-- Problem details --
Rewrite all the items below, changing "one pin apiece" to "a single pin each" and leaving everything else as it is.

-- Raw data --
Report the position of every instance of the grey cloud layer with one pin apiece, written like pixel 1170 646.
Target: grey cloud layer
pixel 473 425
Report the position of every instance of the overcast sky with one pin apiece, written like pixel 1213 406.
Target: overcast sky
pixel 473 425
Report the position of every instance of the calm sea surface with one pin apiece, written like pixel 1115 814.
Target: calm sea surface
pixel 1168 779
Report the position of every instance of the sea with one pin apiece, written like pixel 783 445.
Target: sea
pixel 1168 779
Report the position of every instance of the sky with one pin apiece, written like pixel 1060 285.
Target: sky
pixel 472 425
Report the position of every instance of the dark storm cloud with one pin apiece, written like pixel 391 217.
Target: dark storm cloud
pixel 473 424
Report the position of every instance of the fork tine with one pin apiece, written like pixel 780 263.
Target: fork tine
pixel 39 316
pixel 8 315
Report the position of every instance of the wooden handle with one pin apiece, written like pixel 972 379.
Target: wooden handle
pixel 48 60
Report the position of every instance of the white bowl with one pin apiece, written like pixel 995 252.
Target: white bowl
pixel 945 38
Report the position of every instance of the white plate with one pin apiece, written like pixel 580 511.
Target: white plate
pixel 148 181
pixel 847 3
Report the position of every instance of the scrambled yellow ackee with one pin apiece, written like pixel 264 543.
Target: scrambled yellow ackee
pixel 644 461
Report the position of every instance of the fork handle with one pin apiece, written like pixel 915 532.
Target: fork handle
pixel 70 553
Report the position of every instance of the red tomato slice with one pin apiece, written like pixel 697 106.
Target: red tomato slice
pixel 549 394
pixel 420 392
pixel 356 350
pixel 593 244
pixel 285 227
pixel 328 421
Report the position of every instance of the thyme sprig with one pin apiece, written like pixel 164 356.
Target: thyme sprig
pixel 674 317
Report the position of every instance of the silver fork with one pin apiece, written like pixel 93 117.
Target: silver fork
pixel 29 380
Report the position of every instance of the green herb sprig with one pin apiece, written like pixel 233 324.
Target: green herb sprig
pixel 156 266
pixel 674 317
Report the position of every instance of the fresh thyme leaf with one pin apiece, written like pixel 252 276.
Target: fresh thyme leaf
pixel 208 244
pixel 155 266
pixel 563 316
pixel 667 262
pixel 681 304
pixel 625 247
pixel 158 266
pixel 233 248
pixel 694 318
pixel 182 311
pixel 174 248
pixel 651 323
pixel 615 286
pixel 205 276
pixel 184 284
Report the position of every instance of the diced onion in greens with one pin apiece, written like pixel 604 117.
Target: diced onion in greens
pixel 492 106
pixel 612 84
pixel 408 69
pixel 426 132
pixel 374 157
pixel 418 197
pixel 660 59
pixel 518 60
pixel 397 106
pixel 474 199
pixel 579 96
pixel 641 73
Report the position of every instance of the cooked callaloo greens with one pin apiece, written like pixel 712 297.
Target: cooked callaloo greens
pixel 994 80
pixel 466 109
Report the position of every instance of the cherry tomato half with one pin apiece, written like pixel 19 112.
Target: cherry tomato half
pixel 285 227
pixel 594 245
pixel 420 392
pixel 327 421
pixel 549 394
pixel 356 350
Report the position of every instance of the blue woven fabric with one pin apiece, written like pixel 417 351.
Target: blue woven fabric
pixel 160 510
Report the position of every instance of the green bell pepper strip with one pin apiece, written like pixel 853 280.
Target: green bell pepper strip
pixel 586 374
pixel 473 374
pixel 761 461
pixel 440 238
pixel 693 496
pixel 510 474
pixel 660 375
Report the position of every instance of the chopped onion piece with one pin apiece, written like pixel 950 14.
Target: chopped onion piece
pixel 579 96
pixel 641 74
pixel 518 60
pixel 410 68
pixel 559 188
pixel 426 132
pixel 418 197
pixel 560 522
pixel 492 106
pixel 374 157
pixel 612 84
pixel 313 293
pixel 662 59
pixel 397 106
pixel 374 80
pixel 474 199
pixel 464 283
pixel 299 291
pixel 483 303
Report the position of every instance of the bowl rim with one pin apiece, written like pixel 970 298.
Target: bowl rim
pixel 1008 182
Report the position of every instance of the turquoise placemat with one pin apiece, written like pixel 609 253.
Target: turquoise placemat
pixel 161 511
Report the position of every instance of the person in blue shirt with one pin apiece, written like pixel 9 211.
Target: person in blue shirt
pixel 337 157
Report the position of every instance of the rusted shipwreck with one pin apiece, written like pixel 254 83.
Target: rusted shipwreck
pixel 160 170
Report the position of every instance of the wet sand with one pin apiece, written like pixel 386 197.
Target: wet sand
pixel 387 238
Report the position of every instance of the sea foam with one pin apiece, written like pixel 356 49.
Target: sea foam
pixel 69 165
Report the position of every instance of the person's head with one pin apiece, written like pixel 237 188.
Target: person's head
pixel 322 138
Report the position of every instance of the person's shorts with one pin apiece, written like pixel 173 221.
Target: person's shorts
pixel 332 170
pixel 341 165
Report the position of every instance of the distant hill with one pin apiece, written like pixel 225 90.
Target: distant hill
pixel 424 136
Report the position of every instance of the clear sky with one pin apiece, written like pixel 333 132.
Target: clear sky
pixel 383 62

-- Reply to the exercise --
Report the position of every instance of the grey cloud layer with a single pin each, written like pixel 1170 646.
Target: grey cloud layer
pixel 473 425
Report the position of every instance of the overcast sky with a single pin each, written like pixel 1213 406.
Target: overcast sky
pixel 473 425
Report the position of every instance of the calm sea surface with a single pin each, written like pixel 1115 814.
Target: calm sea surface
pixel 1168 779
Report the position of every instance of the sea with a single pin each, written like pixel 783 445.
Target: sea
pixel 1168 779
Report the position of every instance of the sky with a single pin each, written like pixel 1060 285.
Target: sky
pixel 472 425
Report the position of every instance of the dark storm cloud with a single pin each, written like pixel 391 217.
Target: dark storm cloud
pixel 473 424
Report the position of every instance of the fork tine with a single pin each, written like pixel 780 263.
Target: fork tine
pixel 39 316
pixel 8 315
Report the position of every instance of the wooden handle with a single pin each, written like pixel 972 379.
Target: wooden handle
pixel 48 60
Report the position of every instance of the white bowl with a single pin each, written like pixel 995 252.
Target: white bowl
pixel 945 38
Report the position of every instance of the white plate with a single pin each, written like pixel 580 511.
Target: white plate
pixel 148 181
pixel 847 3
Report the position of every instance of the scrambled yellow ackee with a single pin each, written like pixel 264 543.
Target: scrambled yellow ackee
pixel 644 461
Report the position of every instance of the fork handle with a single pin each, written like pixel 915 532.
Target: fork handle
pixel 70 553
Report the position of every instance of the red tomato slice with a single pin each, written like pixel 697 106.
Target: red tomato slice
pixel 549 394
pixel 420 392
pixel 356 350
pixel 593 244
pixel 285 227
pixel 328 421
Report the position of every instance of the thyme sprig with a single pin each, written like pixel 164 356.
Target: thyme sprig
pixel 674 317
Report the position of every instance of the silver fork with a single pin each, written like pixel 93 117.
Target: silver fork
pixel 29 380
Report the position of every instance of the green herb sprig with a single pin each, written like pixel 233 324.
Target: green herb sprig
pixel 156 266
pixel 674 317
Report the position of every instance of the fresh thyme leaf with a single pin each, written like pixel 252 276.
Target: fresh thyme leaf
pixel 208 244
pixel 155 266
pixel 563 316
pixel 667 262
pixel 681 304
pixel 625 247
pixel 158 266
pixel 233 248
pixel 694 318
pixel 182 311
pixel 174 248
pixel 651 323
pixel 615 286
pixel 205 276
pixel 184 284
Report the position of every instance of the diced onion in greens with a single pin each, written like pixel 604 117.
Target: diced onion in greens
pixel 492 106
pixel 612 84
pixel 408 69
pixel 426 132
pixel 374 157
pixel 418 197
pixel 660 59
pixel 518 60
pixel 397 106
pixel 474 199
pixel 579 96
pixel 641 73
Report the position of every instance of the cooked callaloo greens with a single pin each, written like pixel 712 297.
Target: cooked callaloo greens
pixel 994 80
pixel 466 109
Report the position of every instance of the cherry tomato half with a single pin each, written like pixel 19 112.
Target: cherry tomato half
pixel 285 227
pixel 594 245
pixel 420 392
pixel 327 421
pixel 549 394
pixel 356 350
Report the position of every instance of the blue woven fabric with a single pin each, written like pixel 417 351.
Target: blue woven fabric
pixel 160 510
Report the position of every instance of the green bell pepper strip with a single pin each, written like pixel 853 280.
Target: green bell pepper strip
pixel 586 374
pixel 473 374
pixel 761 461
pixel 440 238
pixel 693 496
pixel 510 474
pixel 660 375
Report the position of every instance of the chopped onion piece with a single pin each, written like pixel 950 14.
Target: chopped onion piece
pixel 579 96
pixel 641 74
pixel 518 60
pixel 410 68
pixel 559 188
pixel 426 132
pixel 418 197
pixel 560 522
pixel 492 106
pixel 374 157
pixel 612 84
pixel 313 293
pixel 662 59
pixel 397 106
pixel 374 80
pixel 474 199
pixel 464 283
pixel 299 291
pixel 483 303
Report the position of every instance of the bowl rim with a single pin each, written like pixel 970 298.
Target: bowl rim
pixel 1008 182
Report the position of every instance of the turquoise placemat with a single pin each, written like pixel 609 253.
Target: turquoise placemat
pixel 161 511
Report the position of every instance of the person in blue shirt with a single pin each, written like pixel 9 211.
Target: person in blue shirt
pixel 337 157
Report the position of every instance of the rusted shipwreck with a single pin each, written like pixel 254 83.
Target: rusted shipwreck
pixel 160 170
Report the position of every instance of the wet sand with a single pin each, written like pixel 386 197.
Target: wet sand
pixel 387 238
Report the position of every instance of the sea foam with a single pin each, written like pixel 356 49.
Target: sea foam
pixel 69 165
Report the position of every instance of the person's head with a single pin each, written like pixel 237 188.
Target: person's head
pixel 322 138
Report the position of every instance of the person's shorts with a single pin each, written like pixel 173 221.
Target: person's shorts
pixel 332 170
pixel 341 165
Report the position of every instance of the distant hill with a single pin each, written like pixel 225 90.
Target: distant hill
pixel 424 136
Report the position of every instance of the clear sky with a single pin each, written like pixel 333 132.
Target: clear sky
pixel 383 62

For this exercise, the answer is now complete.